_Exercise brief_. Give the records again exactly, but drop the pictures.
--- START ---
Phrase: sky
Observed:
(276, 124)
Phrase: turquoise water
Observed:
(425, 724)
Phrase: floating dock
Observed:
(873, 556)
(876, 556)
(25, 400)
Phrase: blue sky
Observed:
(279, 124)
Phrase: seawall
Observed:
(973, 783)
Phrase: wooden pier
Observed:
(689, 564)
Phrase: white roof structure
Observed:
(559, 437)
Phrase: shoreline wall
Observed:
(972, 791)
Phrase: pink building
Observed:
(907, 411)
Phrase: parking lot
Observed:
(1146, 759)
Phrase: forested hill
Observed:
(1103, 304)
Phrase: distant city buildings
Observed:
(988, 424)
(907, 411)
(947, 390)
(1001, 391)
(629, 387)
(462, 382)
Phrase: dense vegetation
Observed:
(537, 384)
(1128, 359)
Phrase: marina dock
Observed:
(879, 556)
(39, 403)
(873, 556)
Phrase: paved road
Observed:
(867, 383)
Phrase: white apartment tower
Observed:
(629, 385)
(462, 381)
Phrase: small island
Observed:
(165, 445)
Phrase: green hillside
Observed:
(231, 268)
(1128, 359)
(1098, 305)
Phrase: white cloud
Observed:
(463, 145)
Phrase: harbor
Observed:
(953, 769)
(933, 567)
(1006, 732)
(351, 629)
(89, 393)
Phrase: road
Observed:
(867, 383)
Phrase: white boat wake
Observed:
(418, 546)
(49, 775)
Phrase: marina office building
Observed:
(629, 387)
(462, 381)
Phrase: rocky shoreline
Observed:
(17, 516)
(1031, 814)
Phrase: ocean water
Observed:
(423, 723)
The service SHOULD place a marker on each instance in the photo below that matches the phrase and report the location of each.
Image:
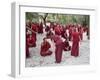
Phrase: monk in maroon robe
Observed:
(27, 47)
(75, 43)
(35, 29)
(40, 29)
(45, 48)
(31, 41)
(81, 33)
(70, 33)
(57, 30)
(67, 47)
(59, 48)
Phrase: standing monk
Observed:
(40, 29)
(59, 48)
(75, 43)
(45, 48)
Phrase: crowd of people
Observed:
(59, 34)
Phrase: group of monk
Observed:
(59, 34)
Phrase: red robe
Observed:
(70, 34)
(40, 29)
(27, 47)
(75, 44)
(34, 28)
(57, 31)
(81, 33)
(67, 47)
(58, 49)
(31, 42)
(45, 49)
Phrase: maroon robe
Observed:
(70, 33)
(34, 28)
(75, 44)
(27, 47)
(40, 29)
(58, 49)
(81, 33)
(31, 42)
(57, 31)
(45, 49)
(67, 47)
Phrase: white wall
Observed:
(5, 40)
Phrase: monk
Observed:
--- END ---
_Answer space_.
Phrase: sky
Observed:
(276, 124)
Phrase: turquoise water
Observed:
(425, 724)
Phrase: floating dock
Observed:
(873, 556)
(876, 556)
(25, 400)
Phrase: blue sky
Observed:
(279, 124)
Phrase: seawall
Observed:
(973, 783)
Phrase: wooden pier
Observed:
(689, 564)
Phrase: white roof structure
Observed:
(559, 437)
Phrase: shoreline wall
Observed:
(972, 791)
Phrase: pink building
Observed:
(907, 411)
Phrase: parking lot
Observed:
(1146, 759)
Phrase: forested hill
Observed:
(1103, 304)
Phrase: distant city buildings
Observed:
(988, 424)
(907, 411)
(947, 390)
(1001, 391)
(629, 387)
(462, 382)
Phrase: dense vegetation
Observed:
(537, 384)
(1128, 359)
Phrase: marina dock
Observed:
(879, 556)
(39, 403)
(873, 556)
Phrase: paved road
Observed:
(867, 383)
Phrase: white apartment tower
Observed:
(629, 385)
(462, 381)
Phrase: small island
Observed:
(165, 445)
Phrase: green hillside
Observed:
(231, 268)
(1128, 359)
(1098, 305)
Phrase: white cloud
Observed:
(463, 145)
Phrase: harbor
Observed:
(953, 769)
(933, 567)
(1006, 732)
(351, 629)
(89, 393)
Phrase: road
Observed:
(867, 383)
Phrase: white boat wake
Observed:
(418, 546)
(49, 775)
Phrase: marina office building
Observed:
(629, 387)
(462, 381)
Phrase: rocky shoreline
Observed:
(17, 516)
(1031, 814)
Phrase: ocean water
Observed:
(423, 723)
The service SHOULD place a marker on each instance in the photo below that matches the phrase and report the location of each.
Image:
Phrase: monk in maroon robe
Observed:
(27, 47)
(75, 43)
(35, 29)
(40, 29)
(45, 48)
(31, 41)
(81, 33)
(70, 33)
(57, 30)
(67, 47)
(59, 48)
Phrase: standing monk
Observed:
(40, 29)
(59, 48)
(75, 43)
(45, 48)
Phrase: crowd of people
Observed:
(59, 34)
Phrase: group of monk
Observed:
(59, 34)
Phrase: red robe
Observed:
(70, 34)
(40, 29)
(27, 47)
(75, 44)
(34, 28)
(57, 31)
(81, 33)
(67, 47)
(58, 49)
(31, 42)
(45, 49)
Phrase: maroon robe
Observed:
(70, 33)
(34, 28)
(75, 44)
(27, 47)
(40, 29)
(58, 49)
(81, 33)
(31, 42)
(57, 31)
(45, 49)
(67, 47)
Phrase: white wall
Observed:
(5, 40)
Phrase: monk
Observed:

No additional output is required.